● **Aufgabenstellung**: Übertragen Sie den folgenden Satz aus dem Textauszug über den Namen Jahwe ins Englische: „Durch diesen Namen wird die angeborene Gottesidee mit einem unvergleichlich herrlichen Inhalte erfüllt.“

● **Ausgewählter Textauszug**:
+--

Elohim ist den Menschen nach 2.Mose 2,4 von Anbeginn an als Jahwe bekannt gewesen. In Jahwe liegt das göttliche „Ich“ zu Tage; darin wird das göttliche Wesen als hilfsbereites für die Menschen expliziert. Dort, wo dieser Name von Gott selbst erklärt wird (2.Mose 3,14) expliziert Gott zugleich sein „Ich“. „Ich werde sein, der ich sein werde“. Auf diesem Namen beruht nun alles, was die Dogmatiker von der Persönlichkeit Gottes zu sagen wissen. Hier haben wir nicht mit einem bloßen Appellativum, sondern mit einem nomen proprium zu tun; in diesem Namen liegt die Persönlichkeit Gottes. Hätte Gott uns nicht diese seine Persönlichkeit geoffenbart und in einem Namen fixiert, sie wäre uns nie kund geworden. Die Philosophie führt uns nicht auf die Persönlichkeit Gottes, für sie schließt die Unendlichkeit Gottes die Persönlichkeit aus (Siehe Pfleiderer, „Grundriß“ S. 22, wo mit nüchternen Worten gesagt wird, daß die Vorstellung der „Persönlichkeit“ Gottes dem strengen Begriff der Absolutheit Gottes nicht angemessen sei, aber gut – für das Kultusbedürfnis.). In diesem Namen haben wir auch nicht mit den späteren Juden, z.B. Maimonides, philosophische Geheimnisse aufzuspüren, sondern eine Fülle des Trostes und der Belehrung zu suchen. Durch diesen Namen wird die angeborene Gottesidee mit einem unvergleichlich herrlichen Inhalte erfüllt. Er stammt her aus der Zeit vor Abraham. Nach der Schrift war er den ersten Menschen schon im Wesentlichen bekannt (1.Mose 2,4); diese Tatsache dürfen wir auf Moses Zeugnis hin annehmen, obgleich der Name erst um die Zeit des Auszugs aus Ägypten zur vollen Herrschaft kam (vgl. mein Werk: Zum Gesetz und zum Zeugnis, S. 153). Der Jahwename ist dem Mose aufs neue in den Mund gelegt (2.Mose 3,14). Als Mose zur Beglaubigung seiner göttlichen Mission den mit ihm redenden Elohim um einen Namen anspricht, mit welchem er sich vor dem Volke ausweisen konnte, da erhält er zur Antwort eine neue Ausdeutung des alten Jahwenamens. „Ich bin, der ich bin“ oder, was im Hebräischen dasselbe ist: „Ich werde sein, der ich sein werde“, lautete die Ausdeutung. Es ist gleichsam ein heiliges Wortspiel; eine Paraphrase des altheiligen Namens, die ebenso reichhaltig wie tröstlich ist, haben wir hier zu erkennen. In diesem Namen Jahwe liegen nun abermals fundamentale Bestimmungen, welche uns das Wesen der Gottheit näher bringen.

+--

● **Vorliegende Daten**:

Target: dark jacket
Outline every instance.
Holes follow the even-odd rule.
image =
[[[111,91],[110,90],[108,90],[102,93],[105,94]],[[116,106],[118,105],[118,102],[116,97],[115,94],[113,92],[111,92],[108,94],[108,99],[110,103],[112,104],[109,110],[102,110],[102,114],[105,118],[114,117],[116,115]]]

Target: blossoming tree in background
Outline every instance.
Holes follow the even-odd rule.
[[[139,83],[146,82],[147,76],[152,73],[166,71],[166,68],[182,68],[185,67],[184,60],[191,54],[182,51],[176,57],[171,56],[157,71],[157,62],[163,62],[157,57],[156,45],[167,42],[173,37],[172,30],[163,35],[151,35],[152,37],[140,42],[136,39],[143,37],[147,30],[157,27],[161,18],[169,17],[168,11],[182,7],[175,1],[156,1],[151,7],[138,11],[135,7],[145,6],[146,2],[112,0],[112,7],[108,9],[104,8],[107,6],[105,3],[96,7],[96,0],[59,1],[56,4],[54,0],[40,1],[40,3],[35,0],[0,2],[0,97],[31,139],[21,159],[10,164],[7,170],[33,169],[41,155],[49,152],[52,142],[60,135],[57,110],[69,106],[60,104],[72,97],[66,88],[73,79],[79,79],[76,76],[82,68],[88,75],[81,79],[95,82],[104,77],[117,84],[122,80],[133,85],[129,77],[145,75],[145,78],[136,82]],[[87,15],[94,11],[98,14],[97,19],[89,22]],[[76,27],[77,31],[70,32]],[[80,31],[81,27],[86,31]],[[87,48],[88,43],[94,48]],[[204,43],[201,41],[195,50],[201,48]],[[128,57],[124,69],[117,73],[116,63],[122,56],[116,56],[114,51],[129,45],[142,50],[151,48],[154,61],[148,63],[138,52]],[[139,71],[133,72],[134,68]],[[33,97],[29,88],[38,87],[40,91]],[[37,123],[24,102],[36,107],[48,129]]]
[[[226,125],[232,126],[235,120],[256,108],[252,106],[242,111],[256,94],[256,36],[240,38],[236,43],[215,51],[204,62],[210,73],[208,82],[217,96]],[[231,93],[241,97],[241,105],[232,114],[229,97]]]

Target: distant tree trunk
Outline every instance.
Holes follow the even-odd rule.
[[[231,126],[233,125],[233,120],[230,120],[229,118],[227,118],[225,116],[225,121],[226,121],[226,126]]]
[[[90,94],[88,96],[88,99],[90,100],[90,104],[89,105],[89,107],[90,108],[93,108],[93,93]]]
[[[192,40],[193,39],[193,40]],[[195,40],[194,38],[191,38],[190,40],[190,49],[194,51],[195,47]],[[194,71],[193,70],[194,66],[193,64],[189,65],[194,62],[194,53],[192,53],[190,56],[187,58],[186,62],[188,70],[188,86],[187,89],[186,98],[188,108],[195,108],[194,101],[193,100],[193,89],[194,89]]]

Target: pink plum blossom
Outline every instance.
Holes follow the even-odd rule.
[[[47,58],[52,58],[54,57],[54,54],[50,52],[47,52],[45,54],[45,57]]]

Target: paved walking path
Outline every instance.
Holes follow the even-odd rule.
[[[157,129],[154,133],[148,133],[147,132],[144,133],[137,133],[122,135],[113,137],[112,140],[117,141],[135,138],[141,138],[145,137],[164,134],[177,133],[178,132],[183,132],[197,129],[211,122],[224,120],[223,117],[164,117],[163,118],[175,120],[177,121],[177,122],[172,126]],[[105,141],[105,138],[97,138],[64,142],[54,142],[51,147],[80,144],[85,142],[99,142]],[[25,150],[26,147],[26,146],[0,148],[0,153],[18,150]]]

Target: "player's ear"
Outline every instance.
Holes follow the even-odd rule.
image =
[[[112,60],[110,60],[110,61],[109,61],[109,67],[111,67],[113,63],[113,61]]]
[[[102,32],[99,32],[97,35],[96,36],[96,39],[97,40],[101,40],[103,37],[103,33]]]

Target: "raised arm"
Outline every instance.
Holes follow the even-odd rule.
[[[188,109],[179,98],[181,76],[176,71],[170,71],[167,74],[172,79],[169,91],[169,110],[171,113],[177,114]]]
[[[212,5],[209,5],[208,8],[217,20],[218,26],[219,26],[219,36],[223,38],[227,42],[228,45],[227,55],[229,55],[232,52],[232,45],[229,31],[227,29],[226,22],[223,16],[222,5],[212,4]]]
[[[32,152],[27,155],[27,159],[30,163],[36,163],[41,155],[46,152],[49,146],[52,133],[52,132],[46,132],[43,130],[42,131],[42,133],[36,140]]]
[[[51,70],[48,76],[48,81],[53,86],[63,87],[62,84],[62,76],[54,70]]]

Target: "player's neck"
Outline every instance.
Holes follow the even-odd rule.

+--

● **Lösung**: Through this name, the innate idea of God is filled with an incomparably glorious content.